YOUR TASK:
The lines needed are those from the start of the records through the line holding "[(174, 17), (11, 124), (120, 84), (330, 72)]", each copied exactly.
■ ■ ■ ■
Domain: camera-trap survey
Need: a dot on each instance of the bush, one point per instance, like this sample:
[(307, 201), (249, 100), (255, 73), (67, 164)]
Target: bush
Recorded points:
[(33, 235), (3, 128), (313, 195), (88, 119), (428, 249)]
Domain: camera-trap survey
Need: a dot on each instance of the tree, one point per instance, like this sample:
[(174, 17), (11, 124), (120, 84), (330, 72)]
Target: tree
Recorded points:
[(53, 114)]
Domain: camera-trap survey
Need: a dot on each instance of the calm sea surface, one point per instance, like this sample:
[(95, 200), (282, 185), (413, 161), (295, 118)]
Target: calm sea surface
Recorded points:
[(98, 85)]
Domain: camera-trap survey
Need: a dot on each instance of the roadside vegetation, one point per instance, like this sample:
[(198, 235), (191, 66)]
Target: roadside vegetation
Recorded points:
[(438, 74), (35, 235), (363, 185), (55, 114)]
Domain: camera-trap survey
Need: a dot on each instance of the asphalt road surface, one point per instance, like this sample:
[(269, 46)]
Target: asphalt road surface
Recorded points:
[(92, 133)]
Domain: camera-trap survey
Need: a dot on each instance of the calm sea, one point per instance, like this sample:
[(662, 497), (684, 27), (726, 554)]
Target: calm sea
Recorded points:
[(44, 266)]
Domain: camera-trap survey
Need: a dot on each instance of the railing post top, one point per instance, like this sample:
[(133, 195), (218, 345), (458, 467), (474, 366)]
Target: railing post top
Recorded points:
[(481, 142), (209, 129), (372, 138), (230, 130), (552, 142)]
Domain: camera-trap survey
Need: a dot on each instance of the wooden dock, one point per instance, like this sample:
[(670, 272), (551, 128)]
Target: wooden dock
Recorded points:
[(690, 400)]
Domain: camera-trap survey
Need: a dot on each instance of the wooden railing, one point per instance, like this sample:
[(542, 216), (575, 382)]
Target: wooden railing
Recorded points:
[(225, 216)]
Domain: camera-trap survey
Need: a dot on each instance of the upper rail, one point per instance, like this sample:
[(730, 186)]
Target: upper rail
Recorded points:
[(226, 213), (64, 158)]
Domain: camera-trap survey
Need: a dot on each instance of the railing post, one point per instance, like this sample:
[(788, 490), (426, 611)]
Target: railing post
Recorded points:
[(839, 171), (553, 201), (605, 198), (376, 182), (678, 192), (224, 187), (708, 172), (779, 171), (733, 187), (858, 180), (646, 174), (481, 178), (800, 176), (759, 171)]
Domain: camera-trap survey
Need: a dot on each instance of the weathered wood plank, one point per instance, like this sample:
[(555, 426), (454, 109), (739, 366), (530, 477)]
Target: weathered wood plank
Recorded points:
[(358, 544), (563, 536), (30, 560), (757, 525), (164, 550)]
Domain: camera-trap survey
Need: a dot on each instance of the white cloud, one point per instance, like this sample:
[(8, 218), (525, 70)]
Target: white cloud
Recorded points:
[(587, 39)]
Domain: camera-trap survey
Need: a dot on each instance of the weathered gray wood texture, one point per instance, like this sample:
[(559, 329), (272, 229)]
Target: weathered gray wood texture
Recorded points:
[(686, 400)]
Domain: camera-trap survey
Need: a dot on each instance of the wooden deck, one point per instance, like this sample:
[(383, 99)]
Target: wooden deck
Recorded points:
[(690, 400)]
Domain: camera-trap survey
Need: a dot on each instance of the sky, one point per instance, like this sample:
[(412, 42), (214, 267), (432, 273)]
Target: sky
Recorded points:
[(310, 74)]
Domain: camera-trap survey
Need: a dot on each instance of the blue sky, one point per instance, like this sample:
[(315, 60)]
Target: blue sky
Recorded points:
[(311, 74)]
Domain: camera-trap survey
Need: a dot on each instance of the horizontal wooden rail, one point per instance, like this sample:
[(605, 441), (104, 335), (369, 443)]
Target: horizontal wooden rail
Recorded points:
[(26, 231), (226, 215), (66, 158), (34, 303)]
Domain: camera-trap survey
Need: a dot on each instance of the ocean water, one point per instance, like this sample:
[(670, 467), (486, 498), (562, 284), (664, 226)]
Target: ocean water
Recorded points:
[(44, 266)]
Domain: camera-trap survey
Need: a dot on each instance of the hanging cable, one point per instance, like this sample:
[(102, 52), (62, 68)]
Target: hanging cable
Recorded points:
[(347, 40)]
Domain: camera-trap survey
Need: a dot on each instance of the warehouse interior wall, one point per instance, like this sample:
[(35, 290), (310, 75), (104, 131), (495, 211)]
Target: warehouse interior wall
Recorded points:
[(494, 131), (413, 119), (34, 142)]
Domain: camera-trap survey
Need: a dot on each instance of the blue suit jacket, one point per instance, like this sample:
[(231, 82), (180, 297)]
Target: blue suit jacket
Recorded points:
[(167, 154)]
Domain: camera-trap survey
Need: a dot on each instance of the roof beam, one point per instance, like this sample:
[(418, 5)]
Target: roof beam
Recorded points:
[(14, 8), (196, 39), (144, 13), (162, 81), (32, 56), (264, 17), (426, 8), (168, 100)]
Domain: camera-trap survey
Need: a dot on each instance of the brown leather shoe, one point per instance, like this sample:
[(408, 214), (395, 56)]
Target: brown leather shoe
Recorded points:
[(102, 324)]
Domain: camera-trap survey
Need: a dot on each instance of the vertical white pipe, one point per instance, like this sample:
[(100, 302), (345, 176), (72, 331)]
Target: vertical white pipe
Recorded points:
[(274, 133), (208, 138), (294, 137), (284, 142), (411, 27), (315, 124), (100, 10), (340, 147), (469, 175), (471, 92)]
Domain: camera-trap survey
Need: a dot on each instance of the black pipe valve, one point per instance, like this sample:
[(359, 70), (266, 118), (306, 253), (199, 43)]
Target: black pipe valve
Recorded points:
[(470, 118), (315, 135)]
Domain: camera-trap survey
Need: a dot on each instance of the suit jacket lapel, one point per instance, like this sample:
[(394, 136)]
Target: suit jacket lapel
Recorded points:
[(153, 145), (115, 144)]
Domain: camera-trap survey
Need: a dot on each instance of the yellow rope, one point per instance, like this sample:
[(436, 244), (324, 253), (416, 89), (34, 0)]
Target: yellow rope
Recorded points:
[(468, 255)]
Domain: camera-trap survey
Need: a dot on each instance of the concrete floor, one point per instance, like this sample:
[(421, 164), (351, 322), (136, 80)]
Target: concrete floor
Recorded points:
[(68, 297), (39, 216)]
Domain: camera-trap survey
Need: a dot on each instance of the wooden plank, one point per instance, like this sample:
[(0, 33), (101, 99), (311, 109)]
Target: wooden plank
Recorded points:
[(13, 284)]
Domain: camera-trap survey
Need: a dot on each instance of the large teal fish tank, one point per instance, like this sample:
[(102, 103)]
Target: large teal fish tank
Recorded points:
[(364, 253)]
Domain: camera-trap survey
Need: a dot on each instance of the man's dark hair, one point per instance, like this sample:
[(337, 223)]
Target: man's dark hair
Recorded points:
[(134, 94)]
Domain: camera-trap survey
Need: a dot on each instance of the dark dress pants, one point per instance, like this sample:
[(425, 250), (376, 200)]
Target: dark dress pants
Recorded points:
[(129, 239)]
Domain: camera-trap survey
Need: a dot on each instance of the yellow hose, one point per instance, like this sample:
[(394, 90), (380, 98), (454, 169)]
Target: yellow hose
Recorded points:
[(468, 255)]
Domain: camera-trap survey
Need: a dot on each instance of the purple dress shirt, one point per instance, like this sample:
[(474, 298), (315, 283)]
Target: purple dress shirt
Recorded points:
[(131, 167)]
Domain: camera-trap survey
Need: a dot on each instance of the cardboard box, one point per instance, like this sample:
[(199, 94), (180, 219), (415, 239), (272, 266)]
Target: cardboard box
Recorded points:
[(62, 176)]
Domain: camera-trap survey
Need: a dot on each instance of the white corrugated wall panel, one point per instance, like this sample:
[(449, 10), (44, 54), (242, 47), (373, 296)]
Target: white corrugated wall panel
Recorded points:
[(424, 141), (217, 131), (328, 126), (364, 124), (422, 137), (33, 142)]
■ ■ ■ ■
ANSWER FOR THIS EXERCISE:
Domain: camera-trap survey
Need: a dot on each instance of the bush, one point per instance, like this sample:
[(307, 201), (249, 100), (255, 73), (67, 164)]
Target: bush
Recorded points:
[(33, 235), (3, 128), (313, 195), (88, 119), (428, 249)]
Domain: camera-trap survey
Need: a dot on each instance of the tree, one point per instance, like this sample:
[(174, 17), (11, 124), (120, 84), (330, 72)]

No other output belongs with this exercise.